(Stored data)
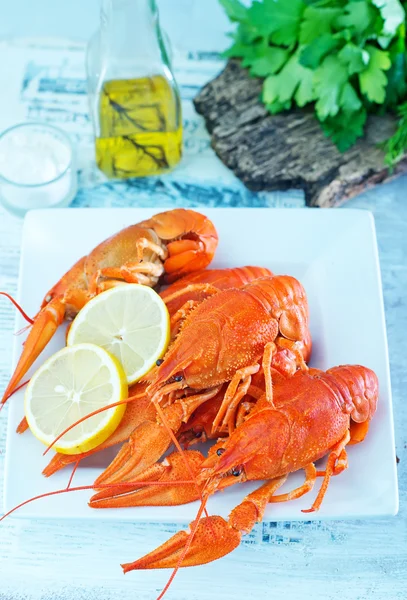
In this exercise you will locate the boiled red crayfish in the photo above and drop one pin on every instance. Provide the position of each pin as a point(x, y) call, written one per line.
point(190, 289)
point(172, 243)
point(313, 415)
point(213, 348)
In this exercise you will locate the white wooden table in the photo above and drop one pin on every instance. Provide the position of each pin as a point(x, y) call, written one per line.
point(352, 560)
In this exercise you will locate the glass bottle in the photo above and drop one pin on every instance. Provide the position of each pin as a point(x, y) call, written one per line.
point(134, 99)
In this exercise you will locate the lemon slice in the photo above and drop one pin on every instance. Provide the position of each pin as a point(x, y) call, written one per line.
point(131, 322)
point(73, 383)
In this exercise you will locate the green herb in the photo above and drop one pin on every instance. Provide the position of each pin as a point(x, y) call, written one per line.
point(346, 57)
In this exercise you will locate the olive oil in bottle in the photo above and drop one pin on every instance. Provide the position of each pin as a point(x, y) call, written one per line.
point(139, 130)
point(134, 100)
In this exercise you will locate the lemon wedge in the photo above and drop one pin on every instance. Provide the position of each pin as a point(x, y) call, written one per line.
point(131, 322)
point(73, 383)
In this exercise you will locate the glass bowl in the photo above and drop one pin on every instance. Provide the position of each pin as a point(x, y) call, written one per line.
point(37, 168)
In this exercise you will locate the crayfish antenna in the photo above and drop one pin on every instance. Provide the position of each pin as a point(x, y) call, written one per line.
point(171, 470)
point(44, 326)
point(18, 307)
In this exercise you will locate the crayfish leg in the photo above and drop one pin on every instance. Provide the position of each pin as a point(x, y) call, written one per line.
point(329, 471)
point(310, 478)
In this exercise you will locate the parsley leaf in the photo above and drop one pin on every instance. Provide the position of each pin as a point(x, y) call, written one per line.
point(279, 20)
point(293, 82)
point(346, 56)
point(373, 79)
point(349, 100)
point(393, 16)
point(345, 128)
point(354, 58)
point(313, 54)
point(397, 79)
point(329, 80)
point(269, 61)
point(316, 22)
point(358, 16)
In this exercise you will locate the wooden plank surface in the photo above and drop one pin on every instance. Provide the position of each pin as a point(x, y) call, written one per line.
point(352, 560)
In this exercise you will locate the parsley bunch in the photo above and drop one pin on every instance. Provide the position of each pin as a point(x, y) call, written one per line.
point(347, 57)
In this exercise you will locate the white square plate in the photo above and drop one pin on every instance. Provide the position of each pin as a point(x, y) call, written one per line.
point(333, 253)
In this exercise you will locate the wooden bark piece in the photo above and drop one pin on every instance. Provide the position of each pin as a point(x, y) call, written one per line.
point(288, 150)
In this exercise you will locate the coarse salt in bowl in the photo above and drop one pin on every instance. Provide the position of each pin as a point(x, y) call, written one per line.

#### PROBLEM DESCRIPTION:
The result should be the same data as above, line for line, with the pictures gone.

#### THE COMPLETED TASK:
In this exercise you will locate the boiled red crayfish in the photo above and drop one pin on every instance. Provide the position of each pin as a point(x, y) call, written one per line.
point(190, 289)
point(172, 243)
point(313, 415)
point(213, 348)
In this exercise you will locate the white wooden table in the photo above and drop one pin on every instance. Provide the position of each pin as a point(x, y) call, written one per line.
point(352, 560)
In this exercise you will locate the glass bottle in the photo above and drop one pin on every instance. Provide the position of each pin as a point(x, y) call, written one per line.
point(134, 99)
In this exercise you will locate the lemon slice in the photo above and drop one pin on every instance. Provide the position of each pin as a point(x, y) call, written one per line.
point(131, 322)
point(73, 383)
In this exercise you will locate the green herb in the photo above and drop one pin on every instance. Provide the position of each pin as a point(x, y) call, written one per line.
point(346, 57)
In this exercise you will locate the olive oil in bottle in the photo above and drop one pin on every instance. Provide the position of each pin as a point(x, y) call, written one per line.
point(139, 130)
point(134, 100)
In this exercise you will locate the lemon wedge in the photo above and drop one pin on every instance. Provide the position of each pin as a point(x, y) call, written one per line.
point(131, 322)
point(73, 383)
In this exercise you will locate the glass bowl in the photo above and drop one pin on every instance. Provide the position of each pin as a point(x, y) call, written one per line.
point(37, 168)
In this exercise you will locate the crayfish antenna in the photo above and drop one pin on every instance. Provide the position of each pin as a point(x, y) call, written one per line.
point(171, 470)
point(44, 326)
point(18, 307)
In this exercise you will locate the crayfish leg in the photo above and drop one pin on every instance. Provide the position of each pin as a point(x, y) call, written one per line.
point(329, 471)
point(310, 478)
In this exercise you will locate the parsley leaf in the photo above and drop one pin on every instance. Provide the position of each pin as a point(x, y) call, written one per line.
point(279, 20)
point(293, 82)
point(346, 56)
point(373, 79)
point(349, 100)
point(393, 16)
point(345, 128)
point(354, 58)
point(313, 54)
point(397, 79)
point(329, 80)
point(269, 61)
point(316, 22)
point(358, 16)
In this exercise you will locate the wooden plank surface in the photo above and drop one pin on every instance. Provide the position of each pin as a point(x, y) call, written one per line.
point(352, 560)
In this exercise you will locate the parsley bunch in the photo above and drop one pin on every instance. Provide the position of each pin as a point(x, y) call, written one per line.
point(347, 57)
In this exercise you will locate the white square plate in the photo above and drop one pin on every instance. Provide the position of each pin as a point(x, y) call, written one per line.
point(333, 253)
In this exercise you will locate the wooden bark piece in the photo above and drop one pin on every instance. Provide the position of each pin as a point(x, y) call, written one per line.
point(288, 150)
In this exercise you will locate the coarse salt in bowl in the photo above and drop one pin on every instance. Provide the position of each pin as a point(x, y) call, written one per line.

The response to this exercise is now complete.